Problem statement:
For every record beneath this instruction, give an exact repetition, omitting images.

Dataset entries:
━━━

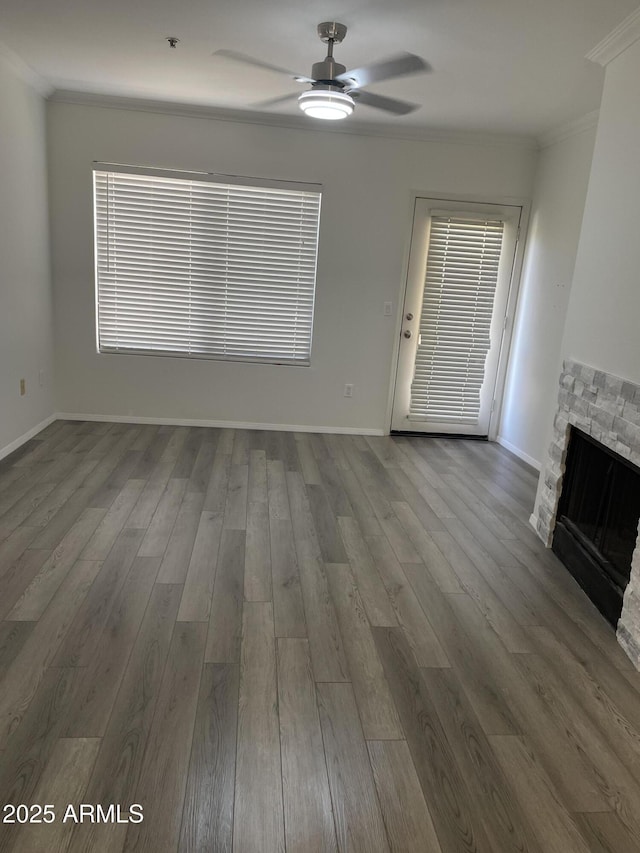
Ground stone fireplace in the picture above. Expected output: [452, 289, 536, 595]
[533, 359, 640, 668]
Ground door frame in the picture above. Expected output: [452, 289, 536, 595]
[385, 190, 531, 441]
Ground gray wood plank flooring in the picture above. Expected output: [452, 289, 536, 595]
[0, 421, 639, 851]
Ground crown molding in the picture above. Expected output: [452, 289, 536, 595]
[48, 89, 537, 150]
[586, 6, 640, 67]
[538, 110, 600, 148]
[0, 39, 52, 97]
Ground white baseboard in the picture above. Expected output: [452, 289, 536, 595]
[0, 413, 57, 462]
[496, 435, 541, 471]
[56, 412, 385, 436]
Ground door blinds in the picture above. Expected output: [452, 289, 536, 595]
[409, 214, 505, 424]
[94, 168, 321, 364]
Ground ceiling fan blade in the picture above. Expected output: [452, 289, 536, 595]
[252, 92, 300, 109]
[213, 49, 314, 83]
[336, 52, 430, 88]
[351, 90, 419, 115]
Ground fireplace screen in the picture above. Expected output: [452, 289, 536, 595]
[553, 427, 640, 625]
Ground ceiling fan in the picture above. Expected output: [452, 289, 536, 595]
[215, 22, 431, 121]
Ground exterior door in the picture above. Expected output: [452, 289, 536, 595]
[391, 198, 521, 435]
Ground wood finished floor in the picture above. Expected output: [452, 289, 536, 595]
[0, 420, 639, 851]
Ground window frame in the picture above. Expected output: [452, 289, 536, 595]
[92, 162, 322, 367]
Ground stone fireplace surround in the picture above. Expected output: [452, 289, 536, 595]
[533, 359, 640, 669]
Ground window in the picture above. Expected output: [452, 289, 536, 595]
[409, 213, 505, 424]
[93, 165, 322, 365]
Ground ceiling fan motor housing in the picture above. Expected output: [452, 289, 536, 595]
[311, 58, 347, 85]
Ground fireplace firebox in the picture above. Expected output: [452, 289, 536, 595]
[552, 427, 640, 628]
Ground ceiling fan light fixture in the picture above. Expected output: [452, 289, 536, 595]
[298, 89, 355, 120]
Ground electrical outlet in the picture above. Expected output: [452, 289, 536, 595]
[19, 378, 26, 396]
[384, 301, 393, 316]
[344, 384, 354, 398]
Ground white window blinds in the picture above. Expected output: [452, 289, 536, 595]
[409, 214, 505, 424]
[94, 167, 322, 365]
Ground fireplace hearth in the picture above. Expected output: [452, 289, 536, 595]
[552, 427, 640, 627]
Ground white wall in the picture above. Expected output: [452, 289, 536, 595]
[0, 54, 54, 458]
[499, 122, 596, 468]
[561, 37, 640, 384]
[531, 30, 640, 527]
[48, 100, 537, 432]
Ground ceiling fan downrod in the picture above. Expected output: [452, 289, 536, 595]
[311, 22, 348, 87]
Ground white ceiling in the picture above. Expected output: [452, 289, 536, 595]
[1, 0, 638, 137]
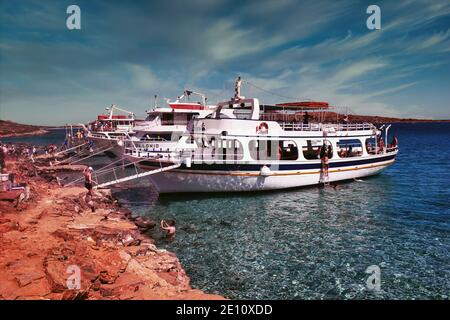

━━━

Reply to the exercise:
Ground stone fireplace in the picture above. Expected output: [452, 289, 536, 595]
[533, 359, 640, 668]
Ground door frame in the picture above. Expected output: [452, 289, 536, 595]
[385, 190, 531, 441]
Ground gray wood plank flooring in the picture above. Expected output: [452, 289, 536, 595]
[0, 421, 639, 851]
Ground crown molding in the picture above. Expected output: [452, 289, 536, 595]
[48, 89, 537, 150]
[586, 6, 640, 67]
[538, 110, 600, 148]
[0, 39, 52, 97]
Ground white baseboard in the picture above. Expected output: [452, 289, 536, 595]
[0, 413, 57, 462]
[496, 435, 541, 471]
[56, 412, 385, 436]
Ground door blinds in the picture above. Expected output: [452, 289, 536, 595]
[409, 214, 505, 424]
[94, 168, 321, 364]
Ground ceiling fan blade in the picture above. Expected output: [452, 289, 536, 595]
[252, 92, 300, 109]
[213, 49, 314, 83]
[336, 52, 430, 88]
[351, 90, 419, 115]
Ground fireplace screen in the picture above. Expected output: [452, 289, 536, 595]
[553, 427, 640, 625]
Ground ceiling fan in the picture above. Expected output: [452, 289, 536, 595]
[215, 22, 431, 121]
Ground exterior door in the picture above. Expected output: [452, 289, 536, 595]
[391, 198, 521, 435]
Ground wood finished floor in the picture above. Expected output: [452, 289, 536, 595]
[0, 420, 639, 851]
Ground window frame in the picture above. Expected output: [452, 289, 536, 595]
[92, 162, 322, 367]
Ground stone fireplace surround in the picture above. Expected output: [452, 289, 536, 595]
[533, 359, 640, 669]
Ground window in the picture above. Expected output: [452, 289, 536, 595]
[409, 213, 505, 424]
[93, 165, 322, 365]
Ground ceiling fan motor housing in the picture above. Expected output: [452, 289, 536, 595]
[311, 58, 347, 85]
Ground fireplace firebox in the picture above. Expected output: [452, 289, 536, 595]
[552, 427, 640, 628]
Ground ceiling fan light fixture in the picture above. Expected output: [452, 289, 536, 595]
[298, 89, 355, 120]
Ground electrical outlet in the picture above. Expected output: [452, 289, 536, 595]
[19, 378, 26, 396]
[384, 301, 393, 316]
[344, 384, 354, 398]
Ground white window blinds in the picture above. Expected output: [452, 289, 536, 595]
[409, 214, 505, 424]
[94, 167, 322, 365]
Ground fireplace hearth in the picture above. Expected output: [452, 289, 536, 595]
[552, 427, 640, 627]
Ground white wall in the picture above. Expected output: [452, 289, 536, 595]
[0, 54, 54, 458]
[499, 122, 596, 468]
[561, 37, 640, 384]
[531, 30, 640, 527]
[48, 100, 537, 432]
Ground ceiling fan downrod in the picture above. Expected output: [452, 289, 536, 595]
[311, 22, 348, 87]
Ground white ceiling in the picture above. Expected output: [452, 289, 536, 595]
[1, 0, 638, 137]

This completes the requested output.